* **Your task**: Reproduce the complete set of records exactly. No picture is to appear in the copy.

● ● ● ● ● ● ●

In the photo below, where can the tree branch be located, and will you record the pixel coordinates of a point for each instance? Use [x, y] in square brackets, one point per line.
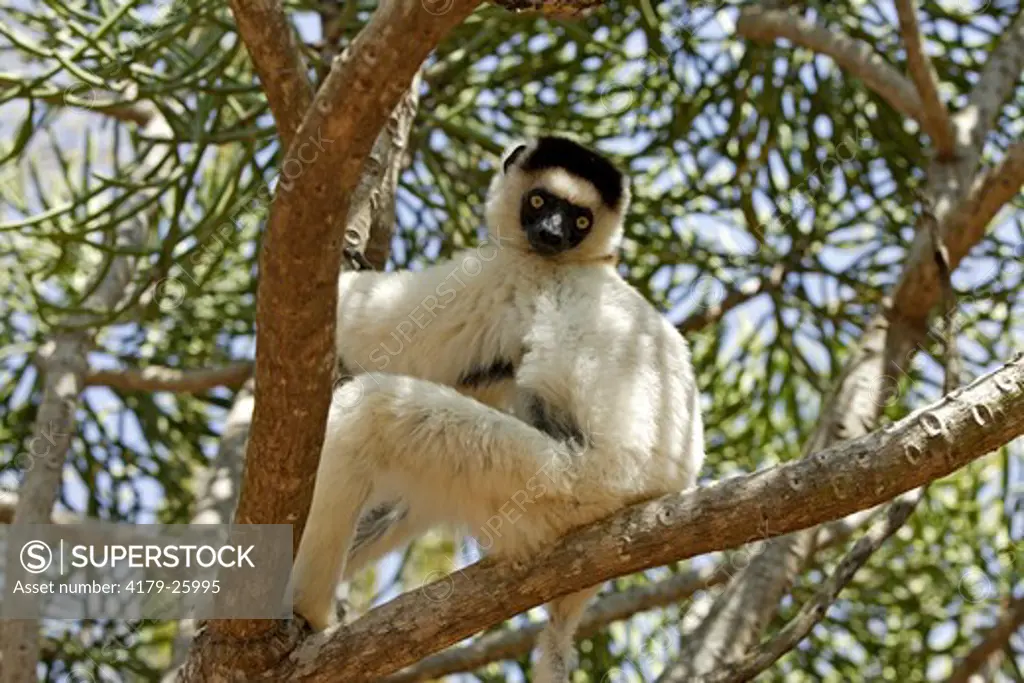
[935, 117]
[297, 296]
[1011, 619]
[814, 609]
[853, 475]
[273, 47]
[607, 609]
[156, 378]
[854, 56]
[995, 84]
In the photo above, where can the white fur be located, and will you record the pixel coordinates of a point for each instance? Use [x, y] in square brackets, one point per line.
[581, 338]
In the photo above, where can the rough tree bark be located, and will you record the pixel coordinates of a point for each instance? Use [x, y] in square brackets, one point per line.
[965, 202]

● ● ● ● ● ● ●

* **Written response**:
In the photo below, where can the tree branch be located, and will you record the pixel coordinates of a point for each instance? Use [x, y] in square brackets, one point per line.
[935, 117]
[297, 296]
[1011, 619]
[814, 609]
[853, 475]
[273, 47]
[607, 609]
[156, 378]
[854, 56]
[995, 84]
In the photo above, where can the white fur be located, and will you record the pixel coordinates of a point for each instance? Use [x, y] in square brackets, one point per line.
[581, 338]
In the photo above, where can the rough tree bark be located, and will you record the pixel coordinates of a point for each instance? Use [x, y] in square brackets, one point per line.
[965, 202]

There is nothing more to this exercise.